Task statement >>
Transcribe the material in full. Nothing should differ except that the pictures are left out.
*** Data supplied
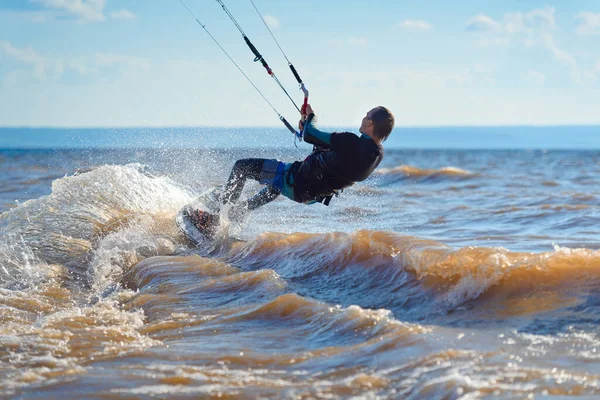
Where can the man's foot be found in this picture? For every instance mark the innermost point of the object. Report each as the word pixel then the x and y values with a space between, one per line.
pixel 238 212
pixel 205 222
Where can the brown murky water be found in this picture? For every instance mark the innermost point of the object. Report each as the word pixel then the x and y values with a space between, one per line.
pixel 449 274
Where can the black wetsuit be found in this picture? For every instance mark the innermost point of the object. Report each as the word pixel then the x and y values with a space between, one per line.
pixel 338 161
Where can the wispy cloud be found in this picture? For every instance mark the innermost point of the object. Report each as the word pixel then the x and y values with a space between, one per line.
pixel 535 77
pixel 587 23
pixel 111 60
pixel 123 14
pixel 271 21
pixel 414 24
pixel 532 29
pixel 515 22
pixel 48 68
pixel 483 23
pixel 82 10
pixel 353 41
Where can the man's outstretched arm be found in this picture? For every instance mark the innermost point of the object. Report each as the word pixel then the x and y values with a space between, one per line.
pixel 313 135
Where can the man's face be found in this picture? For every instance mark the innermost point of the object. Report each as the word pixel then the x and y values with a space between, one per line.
pixel 367 122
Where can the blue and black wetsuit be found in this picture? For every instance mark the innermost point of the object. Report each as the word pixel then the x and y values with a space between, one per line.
pixel 338 161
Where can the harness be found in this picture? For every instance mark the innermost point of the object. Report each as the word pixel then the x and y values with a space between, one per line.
pixel 315 180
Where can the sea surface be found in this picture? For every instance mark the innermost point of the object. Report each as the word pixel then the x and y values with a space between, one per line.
pixel 449 274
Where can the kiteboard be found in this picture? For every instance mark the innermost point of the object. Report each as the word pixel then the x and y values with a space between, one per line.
pixel 201 220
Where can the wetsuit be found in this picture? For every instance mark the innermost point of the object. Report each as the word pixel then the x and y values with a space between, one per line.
pixel 338 161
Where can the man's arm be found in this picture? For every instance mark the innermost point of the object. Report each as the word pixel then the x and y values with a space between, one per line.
pixel 313 135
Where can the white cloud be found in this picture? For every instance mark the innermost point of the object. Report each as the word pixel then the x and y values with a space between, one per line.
pixel 559 55
pixel 587 23
pixel 46 68
pixel 42 67
pixel 111 60
pixel 483 23
pixel 416 25
pixel 357 41
pixel 271 21
pixel 354 41
pixel 535 77
pixel 542 19
pixel 83 10
pixel 534 28
pixel 122 14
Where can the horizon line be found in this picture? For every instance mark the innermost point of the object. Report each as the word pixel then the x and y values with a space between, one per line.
pixel 278 127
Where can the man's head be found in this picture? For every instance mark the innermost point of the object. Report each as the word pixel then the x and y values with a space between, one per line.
pixel 378 124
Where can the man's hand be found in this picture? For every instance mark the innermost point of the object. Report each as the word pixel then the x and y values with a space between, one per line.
pixel 307 112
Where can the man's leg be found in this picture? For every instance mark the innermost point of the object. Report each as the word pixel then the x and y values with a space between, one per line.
pixel 266 195
pixel 242 170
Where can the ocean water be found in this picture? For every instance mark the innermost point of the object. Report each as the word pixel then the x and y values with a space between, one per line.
pixel 449 274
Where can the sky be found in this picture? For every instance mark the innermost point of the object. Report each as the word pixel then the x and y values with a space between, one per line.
pixel 135 63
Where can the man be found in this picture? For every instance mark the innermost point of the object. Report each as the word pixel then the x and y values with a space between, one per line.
pixel 338 161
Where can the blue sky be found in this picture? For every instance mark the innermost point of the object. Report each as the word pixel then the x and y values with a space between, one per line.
******
Result >>
Where can the man's foot be found in this picture? For every instance mark the innermost point of the object. Report each as the word pixel then the x and y values with a space between, one per line.
pixel 238 212
pixel 205 222
Where can the brown murky water be found in this picture? For every instance mark the innermost point of the object. Report each as the word pixel then the x and y values with a space between, one per line.
pixel 449 274
Where can the black wetsuit be found in this picture? For every instance mark the innermost point of the object. Report each as the word pixel then the x and y values with a space between, one per line.
pixel 338 161
Where can the wispy cloud be found in this picture? For every instance mark the innermost point of the object. Report each as the word pixel then the x and y values with a space between, one per line.
pixel 535 77
pixel 587 23
pixel 111 60
pixel 123 14
pixel 271 21
pixel 414 24
pixel 532 29
pixel 515 22
pixel 48 68
pixel 483 23
pixel 82 10
pixel 353 41
Where can the man's outstretched arm be found in this picture? For every instance mark the innermost point of the object. Report each as the word pixel then the x and y values with a space between, one per line.
pixel 313 135
Where can the man's face be found in this picture? For every instance mark the innermost point of the object. Report each as the word pixel then the x and y values with a space between, one per line.
pixel 367 122
Where can the blue and black wetsuit be found in this picture? For every instance mark the innermost point of the object. Report each as the word pixel then the x and y values with a space between, one per line.
pixel 338 161
Where can the harness be found in this picture? For every instance mark the innermost point of the object. Report each as the word pixel then the x and y values with a space between, one per line.
pixel 315 180
Where can the sea surface be found in this picture? For every instance mark the innermost point of the object. Report each as the word pixel then the x and y values with a space between, one per line.
pixel 449 274
Where can the kiteboard be found in this picture? For every instance mark the innermost point of the object. Report each as the word pixel then the x and y values with a space between, one per line.
pixel 201 220
Where can the wetsuit be found in this picture? For every instance mark the innermost point of the object. Report each as the word pixel then the x and y values with a space between, one per line.
pixel 338 161
Where can the man's arm be found in this picture? For every instance mark the innermost point of the object. Report each as the word pixel then the x and y values with a space between, one per line.
pixel 313 135
Where can the white cloud be found in this picture? For every instance mark the innermost point of the object. Report each as the word pixel then the x and y values with a space between, one per line.
pixel 559 55
pixel 587 23
pixel 46 68
pixel 42 67
pixel 111 60
pixel 483 23
pixel 416 25
pixel 357 41
pixel 271 21
pixel 354 41
pixel 535 77
pixel 542 19
pixel 83 10
pixel 534 28
pixel 122 14
Where can the horizon line be found in this picture? For every instance mark the innermost point of the object. Report each as the word pixel then the x and y values with a space between, one per line.
pixel 278 127
Where can the man's head be found in this picture? For every instance mark the innermost point of the object. Report each as the word pixel then the x and y values with a space between, one per line.
pixel 378 124
Where can the man's hand be found in this picture? For every instance mark the innermost point of the object. Report each as the word pixel then the x and y values with a space between, one per line.
pixel 307 112
Where can the man's leg be found in this picture? For every instance mark the innermost point of the object. Report each as the word pixel then the x and y values with a space between, one per line.
pixel 266 195
pixel 242 170
Where can the ocean water be found in this picture? For every instance mark the innermost point of the object. Report each as the word pixel then the x and y values with a space between, one per line.
pixel 449 274
Where can the sky be found in this picture? For every instance mark the innermost point of the object. Report each as the word pixel then the x and y values with a space between, one per line.
pixel 135 63
Where can the man be found in this picture? For every instance mark the innermost point of the object. Report each as the word pixel then the x and y values with a space between, one per line.
pixel 338 161
Where can the blue sky be found in this picture? For every instance mark the innermost point of the object. Report each as the word pixel then the x and y values with a space between, one per line.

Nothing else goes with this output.